**INPUT ROWS:**
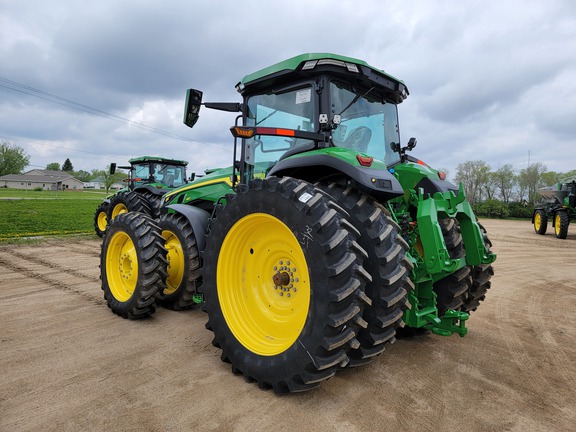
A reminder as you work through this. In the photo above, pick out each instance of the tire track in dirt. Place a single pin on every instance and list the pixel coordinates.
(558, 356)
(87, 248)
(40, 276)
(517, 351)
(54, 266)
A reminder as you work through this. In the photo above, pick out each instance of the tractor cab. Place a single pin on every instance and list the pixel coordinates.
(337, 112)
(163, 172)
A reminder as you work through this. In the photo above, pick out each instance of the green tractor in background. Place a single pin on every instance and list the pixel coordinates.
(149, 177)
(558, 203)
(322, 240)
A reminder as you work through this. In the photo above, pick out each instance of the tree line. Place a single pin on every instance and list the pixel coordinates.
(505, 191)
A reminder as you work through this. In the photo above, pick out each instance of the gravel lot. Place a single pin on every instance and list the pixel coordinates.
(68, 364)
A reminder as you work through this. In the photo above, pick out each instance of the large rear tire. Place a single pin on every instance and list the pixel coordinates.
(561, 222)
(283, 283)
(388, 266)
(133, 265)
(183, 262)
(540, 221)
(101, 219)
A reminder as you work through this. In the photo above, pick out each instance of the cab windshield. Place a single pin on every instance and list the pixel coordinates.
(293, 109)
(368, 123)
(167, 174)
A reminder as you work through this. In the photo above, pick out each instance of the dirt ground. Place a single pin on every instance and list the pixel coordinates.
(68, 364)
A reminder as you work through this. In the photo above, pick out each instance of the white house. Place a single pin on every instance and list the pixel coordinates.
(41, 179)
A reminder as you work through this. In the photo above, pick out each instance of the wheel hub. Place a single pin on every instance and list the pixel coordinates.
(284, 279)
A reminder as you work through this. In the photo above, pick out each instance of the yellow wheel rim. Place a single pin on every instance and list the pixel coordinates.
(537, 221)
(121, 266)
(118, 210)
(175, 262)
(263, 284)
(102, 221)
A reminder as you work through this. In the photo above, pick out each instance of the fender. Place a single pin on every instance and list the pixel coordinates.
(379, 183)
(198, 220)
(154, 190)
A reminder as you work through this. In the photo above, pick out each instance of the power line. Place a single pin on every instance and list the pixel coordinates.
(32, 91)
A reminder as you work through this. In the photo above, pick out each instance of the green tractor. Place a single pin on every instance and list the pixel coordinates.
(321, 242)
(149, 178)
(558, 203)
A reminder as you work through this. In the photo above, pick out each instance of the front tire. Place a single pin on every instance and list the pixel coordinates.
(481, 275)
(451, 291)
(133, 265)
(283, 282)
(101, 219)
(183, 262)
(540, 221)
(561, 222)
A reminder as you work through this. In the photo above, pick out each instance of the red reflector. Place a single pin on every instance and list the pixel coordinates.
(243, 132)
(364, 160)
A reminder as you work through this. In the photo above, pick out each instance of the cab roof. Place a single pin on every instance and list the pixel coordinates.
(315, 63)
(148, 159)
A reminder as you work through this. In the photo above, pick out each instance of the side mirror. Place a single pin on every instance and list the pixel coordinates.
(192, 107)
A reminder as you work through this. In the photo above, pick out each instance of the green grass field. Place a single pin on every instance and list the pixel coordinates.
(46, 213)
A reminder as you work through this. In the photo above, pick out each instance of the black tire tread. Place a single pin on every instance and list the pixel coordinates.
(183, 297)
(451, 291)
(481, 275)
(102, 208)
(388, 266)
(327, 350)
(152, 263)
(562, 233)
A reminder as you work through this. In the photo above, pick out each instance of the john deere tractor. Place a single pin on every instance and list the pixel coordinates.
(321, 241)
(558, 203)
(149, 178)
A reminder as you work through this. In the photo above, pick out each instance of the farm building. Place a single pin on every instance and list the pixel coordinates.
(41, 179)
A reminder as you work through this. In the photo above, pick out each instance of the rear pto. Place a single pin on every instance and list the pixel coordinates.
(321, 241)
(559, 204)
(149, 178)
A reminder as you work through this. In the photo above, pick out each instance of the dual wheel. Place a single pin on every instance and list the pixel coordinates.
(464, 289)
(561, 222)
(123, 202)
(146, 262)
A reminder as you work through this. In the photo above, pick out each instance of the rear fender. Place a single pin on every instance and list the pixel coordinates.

**CHALLENGE:** Return all of the records above word for word, leaving out the pictures.

**SOLUTION BELOW:**
A reminder as you work through this. In the photo above, pick out each instance of the tire track in dirt. Place a single pin on every instance and list the pixel coordinates.
(558, 356)
(87, 248)
(40, 276)
(517, 351)
(54, 266)
A reminder as you work through this. In the photo above, pick out each instance of the tractor cab. Place a single pin on every instance and list the pixel coordinates.
(337, 112)
(163, 172)
A reminder as you work through this. In the photo above, pick out each instance of the green tractor in background. Place a single pin on every instance and list the pixel coordinates.
(149, 177)
(558, 203)
(322, 240)
A reminder as you work through this. In the photo above, pick out each instance of the tree line. Place a single pin on every instance and list the pixel coordinates.
(505, 191)
A reminder as you work through this. In the photo above, pick out each instance of the gravel lot. Place a single pin on every instance and list the pixel coordinates.
(68, 364)
A reminder as you work through this. In the photo above, pick out each instance of the large rear tire. Place a single pin on every instance and list the pixel coordinates.
(561, 222)
(283, 283)
(388, 266)
(133, 265)
(183, 262)
(540, 221)
(101, 219)
A reminder as you work through this. In the photo above, pick out each instance of the cab windshield. Place a single pin on every instance and list the pixel coordinates.
(293, 109)
(368, 123)
(167, 174)
A reminder as you work through this. In the photo above, pick out each instance of the dirt ground. Place a single pin on every instance and list the pixel coordinates.
(68, 364)
A reminder as you work through this. In the photo above, pick out each instance of the white house. Place a single pin on every instance and list the pixel coordinates.
(41, 179)
A reminder as you work through this. In the photo above, pick out each instance of the wheel hub. Place a single pin on every instance and list the pixel coordinates.
(284, 279)
A reminder as you work through this. In the photo above, pick out each instance of the yellow wheel rim. Place a single pin on every instance and list the pixel coordinates.
(537, 221)
(121, 266)
(118, 210)
(175, 262)
(263, 284)
(102, 221)
A reminder as you work through this. In the photo above, pick out each instance of the fender. Place a single pin on every instance and list the pixel coordinates.
(379, 183)
(198, 220)
(154, 190)
A reminder as you work through this. In the photo above, pick out each instance of the power line. Place a single pin on every instance and list the pixel coordinates.
(32, 91)
A reminder as you work through this. In the photo above, pick out each instance of the green tractor. Place a single pin on every instance and list the pixel coordinates.
(321, 242)
(149, 178)
(558, 203)
A reminder as you work through this. In the photo above, pick out each instance of the front tire. Place a single pin on every instance and list the pixel coordinates.
(481, 275)
(451, 291)
(133, 265)
(283, 282)
(101, 219)
(183, 262)
(540, 221)
(561, 222)
A reminder as you work through this. In the photo above, pick out each instance of the red reflector. Place a single pin on every instance and list the pixel coordinates.
(243, 132)
(364, 160)
A reminder as you work through this. In the photo above, pick out each instance of the cab roof. Place a single pin on every instance and list the pixel coordinates.
(315, 63)
(148, 159)
A reminder as you work through this. In the photo above, pick out each instance of the side mirror. Place a single pin on every instance and list the pixel coordinates.
(192, 107)
A reminder as you work through this. In the photo above, pick out each instance of the green grass field. Place a single pin on every instance and list the pixel coordinates.
(46, 213)
A reminder as you work through this. In the photo above, pick out each instance of the black tire tread. Place a single pin on every instance and list the pixel coordinates.
(183, 297)
(451, 291)
(481, 275)
(102, 208)
(388, 266)
(327, 350)
(152, 263)
(562, 233)
A reminder as you work through this. In the photo above, pick out each instance of the john deere tractor. Place a single pin on every instance and list the pixel coordinates.
(321, 241)
(558, 203)
(149, 178)
A reminder as you work through this. In the photo above, pick out each instance of the farm building. Place a single pin on every instance and list the pixel coordinates.
(41, 179)
A reminder as you work through this. In the photo above, pick out each instance of the rear pto. Place a single pin on every instance and list the pixel coordinates.
(321, 241)
(559, 204)
(149, 178)
A reminder as you work through this. In the photo above, pick out each instance of the dual wheel. Place a single pin on every instance and list the pixel coordinates.
(464, 289)
(561, 222)
(123, 202)
(146, 262)
A reminder as you work through this. In the photo above, pick out each instance of the rear fender. Place a single pin on every instance and list the pixel coordinates.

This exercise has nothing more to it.